THE REQUEST
Write out the rows below again, switching every "pixel coordinates" to "image coordinates" and changing nothing else. Leave the pictures out.
** Start MATERIAL TO PROCESS **
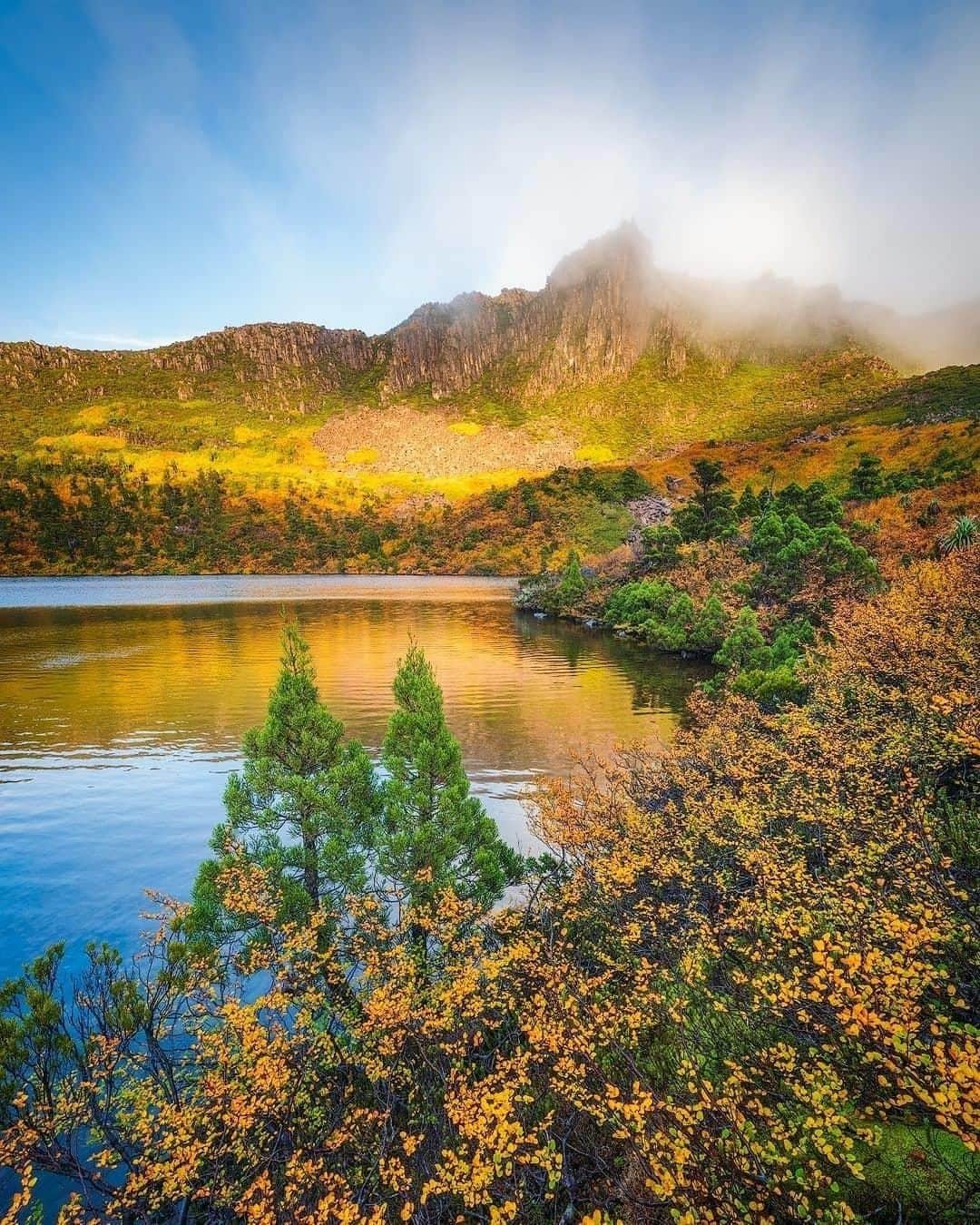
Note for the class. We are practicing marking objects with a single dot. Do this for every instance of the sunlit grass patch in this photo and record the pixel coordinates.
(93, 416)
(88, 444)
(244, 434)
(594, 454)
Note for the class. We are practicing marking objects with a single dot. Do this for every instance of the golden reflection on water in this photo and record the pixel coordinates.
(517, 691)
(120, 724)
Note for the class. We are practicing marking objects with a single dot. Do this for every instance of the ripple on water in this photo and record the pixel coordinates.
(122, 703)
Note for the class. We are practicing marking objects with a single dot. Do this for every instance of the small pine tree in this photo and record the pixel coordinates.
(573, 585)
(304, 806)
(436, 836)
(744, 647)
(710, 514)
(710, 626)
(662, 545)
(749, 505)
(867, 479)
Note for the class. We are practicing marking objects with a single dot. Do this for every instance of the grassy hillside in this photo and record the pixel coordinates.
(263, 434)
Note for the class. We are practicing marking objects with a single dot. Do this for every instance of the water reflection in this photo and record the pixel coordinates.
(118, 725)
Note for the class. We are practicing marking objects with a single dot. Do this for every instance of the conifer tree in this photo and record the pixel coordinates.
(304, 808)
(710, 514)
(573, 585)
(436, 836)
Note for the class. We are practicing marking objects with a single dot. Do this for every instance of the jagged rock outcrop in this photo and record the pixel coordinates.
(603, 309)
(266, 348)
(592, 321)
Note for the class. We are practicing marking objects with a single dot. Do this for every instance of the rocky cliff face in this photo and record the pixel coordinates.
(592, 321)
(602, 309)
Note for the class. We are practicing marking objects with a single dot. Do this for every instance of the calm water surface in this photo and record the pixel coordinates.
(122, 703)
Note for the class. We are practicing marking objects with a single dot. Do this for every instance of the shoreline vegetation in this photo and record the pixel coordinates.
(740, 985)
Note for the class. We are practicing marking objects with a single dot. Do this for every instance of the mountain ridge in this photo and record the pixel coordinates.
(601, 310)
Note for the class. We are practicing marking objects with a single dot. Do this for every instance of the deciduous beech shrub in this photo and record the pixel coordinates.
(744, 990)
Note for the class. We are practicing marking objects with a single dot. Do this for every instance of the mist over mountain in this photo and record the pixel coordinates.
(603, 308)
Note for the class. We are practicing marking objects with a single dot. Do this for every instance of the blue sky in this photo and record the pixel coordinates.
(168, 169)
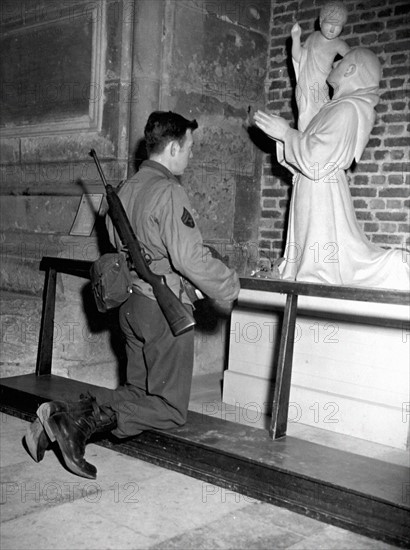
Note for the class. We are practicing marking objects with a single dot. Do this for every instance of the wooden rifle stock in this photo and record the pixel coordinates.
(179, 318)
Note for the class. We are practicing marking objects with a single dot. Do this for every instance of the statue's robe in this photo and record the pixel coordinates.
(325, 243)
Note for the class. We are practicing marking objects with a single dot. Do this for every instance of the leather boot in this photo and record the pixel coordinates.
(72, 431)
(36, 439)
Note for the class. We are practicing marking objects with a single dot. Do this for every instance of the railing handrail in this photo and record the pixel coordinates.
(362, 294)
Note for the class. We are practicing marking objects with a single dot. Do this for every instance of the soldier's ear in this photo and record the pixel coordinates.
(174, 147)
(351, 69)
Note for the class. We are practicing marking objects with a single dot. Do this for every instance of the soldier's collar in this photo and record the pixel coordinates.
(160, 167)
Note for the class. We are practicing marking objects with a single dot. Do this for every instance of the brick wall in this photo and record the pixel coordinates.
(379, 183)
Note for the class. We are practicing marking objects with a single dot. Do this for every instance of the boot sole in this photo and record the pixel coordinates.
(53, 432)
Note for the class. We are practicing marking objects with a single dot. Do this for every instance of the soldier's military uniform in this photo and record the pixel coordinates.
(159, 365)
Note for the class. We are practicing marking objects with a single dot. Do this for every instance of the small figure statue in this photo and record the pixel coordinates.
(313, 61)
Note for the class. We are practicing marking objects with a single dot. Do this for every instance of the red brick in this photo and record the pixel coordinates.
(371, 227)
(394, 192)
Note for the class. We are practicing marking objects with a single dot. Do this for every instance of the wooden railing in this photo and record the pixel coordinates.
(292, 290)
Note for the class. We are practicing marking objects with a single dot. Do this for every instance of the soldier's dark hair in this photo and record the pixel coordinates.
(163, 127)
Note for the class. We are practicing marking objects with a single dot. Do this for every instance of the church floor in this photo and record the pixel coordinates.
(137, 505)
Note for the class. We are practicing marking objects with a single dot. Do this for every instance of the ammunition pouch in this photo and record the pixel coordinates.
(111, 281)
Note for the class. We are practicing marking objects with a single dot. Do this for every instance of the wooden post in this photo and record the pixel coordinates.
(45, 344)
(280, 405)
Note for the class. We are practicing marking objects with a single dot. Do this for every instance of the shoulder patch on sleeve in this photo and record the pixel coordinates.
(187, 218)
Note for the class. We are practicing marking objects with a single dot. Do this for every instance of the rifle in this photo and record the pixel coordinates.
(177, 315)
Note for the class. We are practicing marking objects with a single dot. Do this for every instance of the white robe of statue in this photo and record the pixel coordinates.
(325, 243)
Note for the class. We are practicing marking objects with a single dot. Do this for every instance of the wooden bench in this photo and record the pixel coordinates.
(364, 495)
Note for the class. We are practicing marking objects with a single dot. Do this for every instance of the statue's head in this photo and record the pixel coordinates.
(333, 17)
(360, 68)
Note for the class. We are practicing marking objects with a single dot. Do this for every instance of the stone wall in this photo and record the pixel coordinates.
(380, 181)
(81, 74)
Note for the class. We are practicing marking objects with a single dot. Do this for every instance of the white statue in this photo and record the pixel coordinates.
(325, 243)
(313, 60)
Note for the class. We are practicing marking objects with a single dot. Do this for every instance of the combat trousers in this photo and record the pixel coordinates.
** End MATERIAL TO PROCESS **
WRITTEN RESPONSE
Note for the class. We are practicing marking objects with a single dot. Do this for every instance of the sunlit grass patch in this photo and record the image coordinates.
(93, 416)
(88, 444)
(244, 434)
(594, 454)
Note for the class. We are practicing marking objects with a single dot. Do this for every instance of the golden reflection on water in this photo and record the image coordinates.
(517, 691)
(120, 724)
Note for the class. We are practicing marking objects with a single dot. Do this for every instance of the ripple on water in this photo and record the image coordinates.
(122, 703)
Note for the class. We are practicing marking objects with a single dot. Do this for every instance of the small pine tree in this photo and record the image coordinates.
(573, 585)
(304, 806)
(436, 836)
(744, 647)
(710, 514)
(710, 626)
(662, 545)
(749, 505)
(867, 479)
Note for the class. We are practicing marking objects with a single dot. Do this for every instance of the grassy hillside in this photo and record the image coordinates.
(263, 434)
Note for the class. We are practicing marking objects with a single dot. Do this for every instance of the water reflection in this photo and record the image coordinates.
(118, 725)
Note for the class. We are practicing marking objects with a single dot. Do this for every instance of the conifer tree in this photo and record the image coordinates.
(304, 808)
(710, 514)
(573, 585)
(436, 836)
Note for the class. We are practicing marking objects with a single dot. Do this for every instance of the jagged rock outcrop in this photo and record the image coordinates.
(603, 309)
(266, 348)
(592, 321)
Note for the class. We are practicing marking objects with a single dot. Do this for every instance of the rocky cliff face in this photo and record the image coordinates.
(592, 321)
(602, 309)
Note for the class. We are practicing marking objects with a single dot. Do this for every instance of the calm water surface in this photo and record the image coordinates.
(122, 703)
Note for the class. We are practicing marking objects with a single dot. Do this for every instance of the shoreline vegetation in this photo and record the image coordinates.
(740, 985)
Note for the class. We are practicing marking objects with a single dot. Do this for every instance of the mountain ridge in this photo and record the image coordinates.
(601, 310)
Note for the class. We are practicing marking objects with a single dot. Do this for every instance of the deciduous beech shrub in this photo and record the image coordinates.
(744, 990)
Note for the class. We are practicing marking objects with a single dot. Do this for every instance of the mist over mountain in this photo and record the image coordinates.
(603, 308)
Note for the class. We are practicing marking objects with a single dot. Do this for every instance of the blue sky in this photo and record the image coordinates.
(168, 169)
Note for the class. We are practicing marking objects with a single dot. Do this for every instance of the wooden rifle stock in this photo and record the image coordinates.
(179, 318)
Note for the class. We are practicing marking objects with a single dot. Do this for every instance of the statue's robe in this photo and record the image coordinates.
(325, 243)
Note for the class. We are practicing marking objects with a single dot. Do this for every instance of the leather boot in this photo and record the image coordinates.
(72, 431)
(36, 439)
Note for the class. We are practicing marking objects with a single dot. Do this for every instance of the railing handrail in this photo and record the image coordinates.
(362, 294)
Note for the class. We are practicing marking objects with a single dot. Do this for every instance of the soldier's ear in this photo and record the image coordinates.
(174, 147)
(351, 69)
Note for the class. We are practicing marking objects with a single dot. Do this for every instance of the soldier's collar in this photo and record the image coordinates.
(160, 167)
Note for the class. We are practicing marking objects with a single dot. Do this for every instance of the brick wall in this photo and record the image coordinates.
(379, 183)
Note for the class. We are practicing marking objects with a single dot. Do this for every instance of the boot sole in this photo and record the image coordinates.
(53, 432)
Note for the class. We are practicing marking objects with a single dot. Do this for every instance of the soldier's military uniform in this photo and record the image coordinates.
(159, 365)
Note for the class. We are practicing marking objects with a single dot. Do this for every instance of the small figure statue in this photo and record the image coordinates.
(313, 61)
Note for the class. We are practicing marking objects with a single dot. Do this for every instance of the red brick in this photo and record the image coordinates.
(371, 227)
(394, 192)
Note for the class. We are practicing marking objects with a single dot. Do this for every instance of the wooden railing in this photo and record the image coordinates.
(292, 290)
Note for the class. We are practicing marking objects with a single dot. Do this for every instance of the soldier's dark hair in this photo and record the image coordinates.
(163, 127)
Note for the class. We are practicing marking objects with a single dot. Do this for every instance of the church floor in this photo and record the image coordinates.
(137, 505)
Note for the class. We are practicing marking objects with a single dot. Do this for every instance of the ammunition pouch in this photo and record the image coordinates.
(111, 281)
Note for the class. We are practicing marking objects with a single dot. Do this for every instance of the wooden post in this photo and record the image coordinates.
(45, 344)
(280, 405)
Note for the class. We are practicing marking objects with a single dot. Do this for every instance of the shoulder patch on sleeve in this photo and record the image coordinates.
(187, 218)
Note for the class. We are practicing marking objects with a single dot. Do this for every instance of the rifle in this photo and record the image coordinates.
(177, 315)
Note for the class. We are practicing marking objects with a single dot. Do this for every instance of the white robe of statue in this photo and record the image coordinates.
(325, 243)
Note for the class. We are practicing marking objects with a single dot. Do this for every instance of the wooden bench in this photo and record the image coordinates.
(364, 495)
Note for the class. We are practicing marking objects with a single dot. Do this for every instance of the statue's head in this photo and record the image coordinates.
(333, 17)
(360, 68)
Note for the class. We are practicing marking objects with a single dot. Do this for every instance of the stone wall in this photo and record the image coordinates.
(380, 181)
(81, 74)
Note for the class. We are practicing marking objects with a single dot. Do this for every instance of the white statue in this photo and record the image coordinates.
(325, 243)
(313, 60)
Note for the class. We are practicing marking objects with a single dot. Do this for every instance of the combat trousers in this photo and record the image coordinates.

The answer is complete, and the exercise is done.